*** SUPPLIED MATERIAL ***
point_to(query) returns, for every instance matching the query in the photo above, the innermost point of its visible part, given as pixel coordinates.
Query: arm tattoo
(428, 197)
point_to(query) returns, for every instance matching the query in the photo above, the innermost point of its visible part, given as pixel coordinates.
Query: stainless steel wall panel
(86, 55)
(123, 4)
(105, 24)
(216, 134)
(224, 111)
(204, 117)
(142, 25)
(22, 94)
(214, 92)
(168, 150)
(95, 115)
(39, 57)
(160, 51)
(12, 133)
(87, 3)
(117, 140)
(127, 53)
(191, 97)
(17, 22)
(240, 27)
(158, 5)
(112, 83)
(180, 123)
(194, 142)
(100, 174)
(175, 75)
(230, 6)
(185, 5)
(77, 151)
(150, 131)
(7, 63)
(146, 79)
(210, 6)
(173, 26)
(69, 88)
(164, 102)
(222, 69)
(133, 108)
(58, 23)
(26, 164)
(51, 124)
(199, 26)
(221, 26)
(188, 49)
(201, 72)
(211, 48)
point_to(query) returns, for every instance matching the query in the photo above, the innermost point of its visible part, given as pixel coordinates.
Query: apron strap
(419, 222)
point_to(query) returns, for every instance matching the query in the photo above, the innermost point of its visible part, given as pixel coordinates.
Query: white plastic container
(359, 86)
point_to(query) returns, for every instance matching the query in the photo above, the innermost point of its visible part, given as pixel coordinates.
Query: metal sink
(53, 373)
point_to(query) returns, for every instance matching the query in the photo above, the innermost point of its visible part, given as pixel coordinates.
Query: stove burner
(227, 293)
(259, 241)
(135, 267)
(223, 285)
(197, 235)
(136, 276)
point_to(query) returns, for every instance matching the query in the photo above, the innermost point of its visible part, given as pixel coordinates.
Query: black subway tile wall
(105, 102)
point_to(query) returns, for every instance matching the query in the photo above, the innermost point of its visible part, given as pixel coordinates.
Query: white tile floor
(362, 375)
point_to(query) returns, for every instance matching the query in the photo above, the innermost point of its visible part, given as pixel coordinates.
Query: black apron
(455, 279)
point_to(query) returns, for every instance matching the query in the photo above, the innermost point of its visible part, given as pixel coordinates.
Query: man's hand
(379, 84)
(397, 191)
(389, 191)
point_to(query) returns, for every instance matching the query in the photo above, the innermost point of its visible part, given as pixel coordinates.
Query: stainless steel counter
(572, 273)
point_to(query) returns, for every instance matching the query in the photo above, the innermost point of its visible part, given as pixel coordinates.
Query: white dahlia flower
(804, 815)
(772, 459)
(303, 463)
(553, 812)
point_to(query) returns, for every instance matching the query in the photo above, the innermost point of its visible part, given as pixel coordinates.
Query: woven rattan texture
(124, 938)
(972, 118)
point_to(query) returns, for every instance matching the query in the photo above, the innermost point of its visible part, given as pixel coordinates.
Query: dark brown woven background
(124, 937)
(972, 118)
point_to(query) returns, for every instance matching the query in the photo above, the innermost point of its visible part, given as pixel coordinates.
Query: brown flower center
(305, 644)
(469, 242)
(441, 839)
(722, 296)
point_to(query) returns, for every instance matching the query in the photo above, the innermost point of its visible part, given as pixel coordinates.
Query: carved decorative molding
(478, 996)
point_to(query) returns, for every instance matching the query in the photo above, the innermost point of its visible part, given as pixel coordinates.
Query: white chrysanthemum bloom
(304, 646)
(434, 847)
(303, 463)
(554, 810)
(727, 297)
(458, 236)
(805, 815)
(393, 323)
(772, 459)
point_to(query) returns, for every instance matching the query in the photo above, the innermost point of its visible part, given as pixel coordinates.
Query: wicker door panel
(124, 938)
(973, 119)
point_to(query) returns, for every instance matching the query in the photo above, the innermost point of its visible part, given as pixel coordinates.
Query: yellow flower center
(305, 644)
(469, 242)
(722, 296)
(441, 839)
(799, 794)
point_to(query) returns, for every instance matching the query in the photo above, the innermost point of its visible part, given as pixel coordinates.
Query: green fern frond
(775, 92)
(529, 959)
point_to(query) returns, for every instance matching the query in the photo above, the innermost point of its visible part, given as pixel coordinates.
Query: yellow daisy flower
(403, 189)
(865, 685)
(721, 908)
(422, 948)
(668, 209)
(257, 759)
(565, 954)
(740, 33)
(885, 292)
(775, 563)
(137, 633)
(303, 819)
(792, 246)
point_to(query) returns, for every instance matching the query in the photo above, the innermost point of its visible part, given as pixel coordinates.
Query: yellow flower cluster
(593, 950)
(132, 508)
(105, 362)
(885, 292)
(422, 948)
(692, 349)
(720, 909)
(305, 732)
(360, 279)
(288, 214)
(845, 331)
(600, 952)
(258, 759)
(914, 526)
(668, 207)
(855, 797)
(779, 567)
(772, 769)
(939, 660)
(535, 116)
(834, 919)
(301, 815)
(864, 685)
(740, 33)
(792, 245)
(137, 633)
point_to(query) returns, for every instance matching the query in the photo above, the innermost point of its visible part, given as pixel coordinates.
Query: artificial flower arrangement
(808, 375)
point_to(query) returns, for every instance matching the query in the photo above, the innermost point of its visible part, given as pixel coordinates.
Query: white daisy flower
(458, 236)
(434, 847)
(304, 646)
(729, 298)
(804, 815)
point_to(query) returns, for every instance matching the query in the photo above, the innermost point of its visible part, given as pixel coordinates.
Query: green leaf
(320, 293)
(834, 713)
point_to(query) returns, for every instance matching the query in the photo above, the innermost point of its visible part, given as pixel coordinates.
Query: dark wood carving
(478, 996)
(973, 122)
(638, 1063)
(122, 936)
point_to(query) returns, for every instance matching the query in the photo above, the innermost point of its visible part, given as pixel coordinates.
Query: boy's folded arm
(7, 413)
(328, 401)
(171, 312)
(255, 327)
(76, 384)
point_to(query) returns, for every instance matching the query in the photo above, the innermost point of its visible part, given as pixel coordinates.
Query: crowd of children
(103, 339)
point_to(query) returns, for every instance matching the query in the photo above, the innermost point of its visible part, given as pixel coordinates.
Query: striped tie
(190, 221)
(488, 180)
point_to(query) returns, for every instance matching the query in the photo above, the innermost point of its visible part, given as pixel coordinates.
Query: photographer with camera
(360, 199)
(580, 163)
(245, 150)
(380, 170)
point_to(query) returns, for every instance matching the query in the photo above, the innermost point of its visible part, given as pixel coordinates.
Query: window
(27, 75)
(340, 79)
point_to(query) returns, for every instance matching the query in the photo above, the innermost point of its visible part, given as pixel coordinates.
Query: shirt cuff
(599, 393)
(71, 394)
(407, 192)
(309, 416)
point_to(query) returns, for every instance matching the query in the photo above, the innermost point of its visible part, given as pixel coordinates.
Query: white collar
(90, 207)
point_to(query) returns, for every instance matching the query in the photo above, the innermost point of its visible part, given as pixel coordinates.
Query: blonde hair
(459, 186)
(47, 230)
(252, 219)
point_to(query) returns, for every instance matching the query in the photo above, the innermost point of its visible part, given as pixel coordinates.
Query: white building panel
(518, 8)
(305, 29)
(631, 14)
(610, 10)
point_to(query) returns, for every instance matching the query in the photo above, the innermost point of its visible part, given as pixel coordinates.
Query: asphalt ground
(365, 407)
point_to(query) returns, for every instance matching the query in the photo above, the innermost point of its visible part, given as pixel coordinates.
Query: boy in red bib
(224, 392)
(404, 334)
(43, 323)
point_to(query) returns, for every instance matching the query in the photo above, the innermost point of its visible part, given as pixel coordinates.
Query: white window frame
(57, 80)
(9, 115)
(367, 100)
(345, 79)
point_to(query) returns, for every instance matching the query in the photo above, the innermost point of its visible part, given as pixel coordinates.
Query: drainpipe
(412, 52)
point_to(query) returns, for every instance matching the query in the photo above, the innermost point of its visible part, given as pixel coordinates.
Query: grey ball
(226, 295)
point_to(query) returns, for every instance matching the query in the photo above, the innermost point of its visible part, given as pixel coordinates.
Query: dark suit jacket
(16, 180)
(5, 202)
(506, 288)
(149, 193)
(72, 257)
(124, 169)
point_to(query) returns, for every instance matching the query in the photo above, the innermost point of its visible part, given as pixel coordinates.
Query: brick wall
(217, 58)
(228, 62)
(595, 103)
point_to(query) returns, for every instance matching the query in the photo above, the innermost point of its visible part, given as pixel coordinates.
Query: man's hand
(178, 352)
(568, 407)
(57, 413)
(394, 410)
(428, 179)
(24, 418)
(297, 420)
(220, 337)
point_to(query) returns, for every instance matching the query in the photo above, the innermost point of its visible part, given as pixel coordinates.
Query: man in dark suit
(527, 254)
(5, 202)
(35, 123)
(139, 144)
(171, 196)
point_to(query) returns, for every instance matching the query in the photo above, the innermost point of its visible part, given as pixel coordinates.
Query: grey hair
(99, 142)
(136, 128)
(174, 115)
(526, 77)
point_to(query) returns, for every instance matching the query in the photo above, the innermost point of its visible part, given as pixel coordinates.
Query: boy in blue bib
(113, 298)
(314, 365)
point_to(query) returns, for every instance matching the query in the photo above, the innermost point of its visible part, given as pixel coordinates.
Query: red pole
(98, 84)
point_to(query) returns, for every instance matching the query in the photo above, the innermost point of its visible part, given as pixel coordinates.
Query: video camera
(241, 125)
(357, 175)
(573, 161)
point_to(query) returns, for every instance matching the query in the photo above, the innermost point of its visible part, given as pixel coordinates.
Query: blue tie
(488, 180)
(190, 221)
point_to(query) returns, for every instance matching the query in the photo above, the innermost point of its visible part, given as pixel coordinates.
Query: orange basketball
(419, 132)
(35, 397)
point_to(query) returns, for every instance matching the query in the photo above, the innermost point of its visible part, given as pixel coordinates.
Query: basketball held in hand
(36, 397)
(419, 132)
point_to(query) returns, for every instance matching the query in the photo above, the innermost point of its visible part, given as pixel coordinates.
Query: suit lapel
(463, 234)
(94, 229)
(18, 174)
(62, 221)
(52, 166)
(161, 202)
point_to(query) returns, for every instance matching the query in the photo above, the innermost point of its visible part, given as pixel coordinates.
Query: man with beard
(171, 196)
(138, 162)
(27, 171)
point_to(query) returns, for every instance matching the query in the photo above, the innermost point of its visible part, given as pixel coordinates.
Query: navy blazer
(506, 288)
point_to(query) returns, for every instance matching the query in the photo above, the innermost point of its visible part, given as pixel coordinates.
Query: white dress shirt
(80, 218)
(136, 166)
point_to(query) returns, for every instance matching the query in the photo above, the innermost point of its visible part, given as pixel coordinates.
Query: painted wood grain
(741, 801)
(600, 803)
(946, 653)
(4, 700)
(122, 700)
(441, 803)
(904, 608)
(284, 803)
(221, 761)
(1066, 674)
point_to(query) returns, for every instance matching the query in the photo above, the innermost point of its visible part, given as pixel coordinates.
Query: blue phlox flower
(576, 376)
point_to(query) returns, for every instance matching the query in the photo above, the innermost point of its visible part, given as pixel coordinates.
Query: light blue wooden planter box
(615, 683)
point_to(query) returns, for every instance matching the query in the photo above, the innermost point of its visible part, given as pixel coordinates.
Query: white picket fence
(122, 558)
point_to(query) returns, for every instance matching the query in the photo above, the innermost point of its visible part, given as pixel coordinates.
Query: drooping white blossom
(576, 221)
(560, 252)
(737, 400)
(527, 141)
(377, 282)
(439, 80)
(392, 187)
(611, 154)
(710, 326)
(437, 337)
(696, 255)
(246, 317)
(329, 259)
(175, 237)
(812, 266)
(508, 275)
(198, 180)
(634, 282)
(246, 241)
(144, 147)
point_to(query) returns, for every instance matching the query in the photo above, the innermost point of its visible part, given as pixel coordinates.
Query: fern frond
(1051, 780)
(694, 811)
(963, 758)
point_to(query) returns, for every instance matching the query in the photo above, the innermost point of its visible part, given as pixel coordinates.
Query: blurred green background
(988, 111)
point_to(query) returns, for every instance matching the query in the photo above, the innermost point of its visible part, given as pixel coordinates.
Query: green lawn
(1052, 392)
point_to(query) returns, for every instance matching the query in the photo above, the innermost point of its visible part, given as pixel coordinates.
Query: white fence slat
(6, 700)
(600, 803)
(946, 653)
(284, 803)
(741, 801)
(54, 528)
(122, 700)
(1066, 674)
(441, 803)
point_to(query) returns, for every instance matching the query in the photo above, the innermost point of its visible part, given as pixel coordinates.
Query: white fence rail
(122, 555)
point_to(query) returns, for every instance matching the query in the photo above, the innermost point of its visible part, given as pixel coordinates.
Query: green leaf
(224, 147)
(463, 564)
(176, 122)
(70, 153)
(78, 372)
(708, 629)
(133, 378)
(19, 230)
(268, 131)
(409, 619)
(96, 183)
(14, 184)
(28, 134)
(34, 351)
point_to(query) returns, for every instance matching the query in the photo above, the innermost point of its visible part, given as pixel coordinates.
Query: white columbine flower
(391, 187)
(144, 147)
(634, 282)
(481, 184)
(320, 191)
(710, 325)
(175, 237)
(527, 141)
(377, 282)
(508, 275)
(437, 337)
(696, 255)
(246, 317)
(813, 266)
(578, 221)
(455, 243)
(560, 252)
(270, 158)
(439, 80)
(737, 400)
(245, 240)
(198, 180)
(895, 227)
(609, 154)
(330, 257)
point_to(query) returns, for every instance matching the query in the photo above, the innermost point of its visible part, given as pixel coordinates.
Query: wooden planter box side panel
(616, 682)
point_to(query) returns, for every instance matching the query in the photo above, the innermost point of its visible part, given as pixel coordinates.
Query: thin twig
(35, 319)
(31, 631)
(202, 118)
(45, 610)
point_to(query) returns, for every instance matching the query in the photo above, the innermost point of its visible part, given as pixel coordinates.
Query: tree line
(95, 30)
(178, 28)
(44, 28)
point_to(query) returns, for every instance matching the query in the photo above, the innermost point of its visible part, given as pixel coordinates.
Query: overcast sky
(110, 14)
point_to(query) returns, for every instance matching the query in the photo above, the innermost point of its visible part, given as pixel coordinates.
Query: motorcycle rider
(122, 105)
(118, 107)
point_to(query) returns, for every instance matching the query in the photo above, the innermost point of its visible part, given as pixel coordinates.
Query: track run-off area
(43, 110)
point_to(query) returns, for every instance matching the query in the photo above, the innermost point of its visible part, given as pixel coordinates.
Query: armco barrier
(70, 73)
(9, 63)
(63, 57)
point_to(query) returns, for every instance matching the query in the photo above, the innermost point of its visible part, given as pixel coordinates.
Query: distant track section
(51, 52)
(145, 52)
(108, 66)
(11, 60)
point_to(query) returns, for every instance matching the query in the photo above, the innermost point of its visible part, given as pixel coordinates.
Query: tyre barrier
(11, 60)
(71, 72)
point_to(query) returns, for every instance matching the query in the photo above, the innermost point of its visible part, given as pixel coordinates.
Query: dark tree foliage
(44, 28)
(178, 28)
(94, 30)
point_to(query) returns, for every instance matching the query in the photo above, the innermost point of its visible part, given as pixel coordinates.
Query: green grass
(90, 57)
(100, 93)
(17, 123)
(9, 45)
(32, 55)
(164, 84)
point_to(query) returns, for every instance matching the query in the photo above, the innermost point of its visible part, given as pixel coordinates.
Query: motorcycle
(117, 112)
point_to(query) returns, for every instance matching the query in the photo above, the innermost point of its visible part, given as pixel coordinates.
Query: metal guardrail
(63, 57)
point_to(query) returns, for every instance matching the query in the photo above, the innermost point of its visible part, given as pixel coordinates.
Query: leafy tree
***
◆ WRITTEN TASK: Please state how many lines of the records above contain the string "basketball", treating uppercase and lowercase as different. Reply with the number alone.

◆ IN RESPONSE: 2